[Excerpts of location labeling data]
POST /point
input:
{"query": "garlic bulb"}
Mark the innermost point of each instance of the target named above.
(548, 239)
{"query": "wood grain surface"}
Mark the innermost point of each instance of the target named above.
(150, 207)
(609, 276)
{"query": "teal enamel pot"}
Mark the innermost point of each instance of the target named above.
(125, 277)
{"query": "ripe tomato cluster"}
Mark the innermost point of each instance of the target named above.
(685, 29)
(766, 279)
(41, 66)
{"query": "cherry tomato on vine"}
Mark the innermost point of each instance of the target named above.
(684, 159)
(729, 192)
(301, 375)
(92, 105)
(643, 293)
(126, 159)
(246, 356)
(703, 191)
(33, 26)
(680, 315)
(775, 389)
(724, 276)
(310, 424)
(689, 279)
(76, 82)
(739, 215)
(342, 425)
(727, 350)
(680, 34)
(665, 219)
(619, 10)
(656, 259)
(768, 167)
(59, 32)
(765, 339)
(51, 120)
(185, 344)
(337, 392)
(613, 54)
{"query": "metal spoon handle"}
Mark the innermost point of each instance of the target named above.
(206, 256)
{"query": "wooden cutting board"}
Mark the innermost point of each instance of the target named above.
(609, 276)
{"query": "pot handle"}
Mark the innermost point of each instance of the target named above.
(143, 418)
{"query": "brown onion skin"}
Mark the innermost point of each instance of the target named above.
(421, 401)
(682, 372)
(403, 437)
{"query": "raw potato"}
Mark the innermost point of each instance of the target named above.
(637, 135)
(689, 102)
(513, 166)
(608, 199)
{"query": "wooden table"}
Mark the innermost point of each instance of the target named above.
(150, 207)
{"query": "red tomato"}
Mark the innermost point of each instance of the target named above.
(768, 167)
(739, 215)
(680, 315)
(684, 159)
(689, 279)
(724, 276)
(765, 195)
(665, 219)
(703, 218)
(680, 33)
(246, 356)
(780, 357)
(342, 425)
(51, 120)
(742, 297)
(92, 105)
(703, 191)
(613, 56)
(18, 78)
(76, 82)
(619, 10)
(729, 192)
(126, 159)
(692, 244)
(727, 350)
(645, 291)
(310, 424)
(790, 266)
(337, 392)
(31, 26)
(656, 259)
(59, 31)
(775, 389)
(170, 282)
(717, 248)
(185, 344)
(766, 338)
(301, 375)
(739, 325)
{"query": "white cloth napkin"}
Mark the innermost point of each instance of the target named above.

# [Task goal]
Give the listing again, word for word.

# [Answer for this exercise]
POST /point
input:
{"query": "garlic bulb"}
Mark the innermost point of each instance of the target named above.
(548, 239)
{"query": "wood grain surface"}
Mark the innermost point of each instance of the target named above.
(150, 207)
(609, 276)
{"query": "teal enamel pot"}
Mark the innermost point of each instance of the target named above.
(125, 277)
{"query": "ripe tomato cluster"}
Mark the innermost point of each instance of the target named above.
(685, 29)
(766, 279)
(41, 66)
{"query": "cherry tomato on vine"}
Mark the innermost point of each instance of the target named above.
(684, 159)
(729, 192)
(301, 375)
(92, 105)
(643, 293)
(126, 159)
(246, 356)
(703, 191)
(33, 26)
(680, 315)
(775, 389)
(724, 276)
(310, 424)
(689, 279)
(76, 82)
(739, 215)
(342, 425)
(727, 350)
(680, 34)
(665, 219)
(619, 10)
(656, 259)
(768, 167)
(59, 32)
(765, 339)
(51, 120)
(185, 344)
(337, 392)
(613, 54)
{"query": "metal spoon handle"}
Mark the innermost point of each instance of the target named above.
(206, 256)
{"query": "wooden cutting board"}
Mark the innermost point of each instance of the target named above.
(609, 276)
{"query": "pot handle"}
Mark the innermost point of each instance of the target named above.
(143, 418)
{"query": "brown onion skin"}
Mark the innermost point of each instance of the target named above.
(421, 401)
(682, 372)
(403, 437)
{"query": "raw potato"}
Mark the innermost point of each instance of the target named above.
(637, 135)
(689, 102)
(513, 166)
(608, 199)
{"query": "wooden table"}
Mark the innermost point of each instance of the target named above.
(150, 207)
{"query": "red tomato"}
Mark the innermost point of each instance of the target named above.
(768, 167)
(739, 215)
(680, 315)
(684, 159)
(689, 279)
(724, 276)
(765, 195)
(665, 219)
(703, 218)
(680, 33)
(246, 356)
(780, 357)
(342, 425)
(51, 120)
(742, 297)
(92, 105)
(703, 191)
(613, 56)
(18, 78)
(76, 82)
(619, 10)
(729, 192)
(126, 159)
(692, 244)
(727, 350)
(645, 291)
(310, 424)
(790, 266)
(337, 392)
(31, 26)
(656, 259)
(59, 31)
(775, 389)
(170, 282)
(717, 248)
(185, 344)
(766, 338)
(301, 375)
(739, 325)
{"query": "white cloth napkin"}
Mark the innermost point of each instance of the target named above.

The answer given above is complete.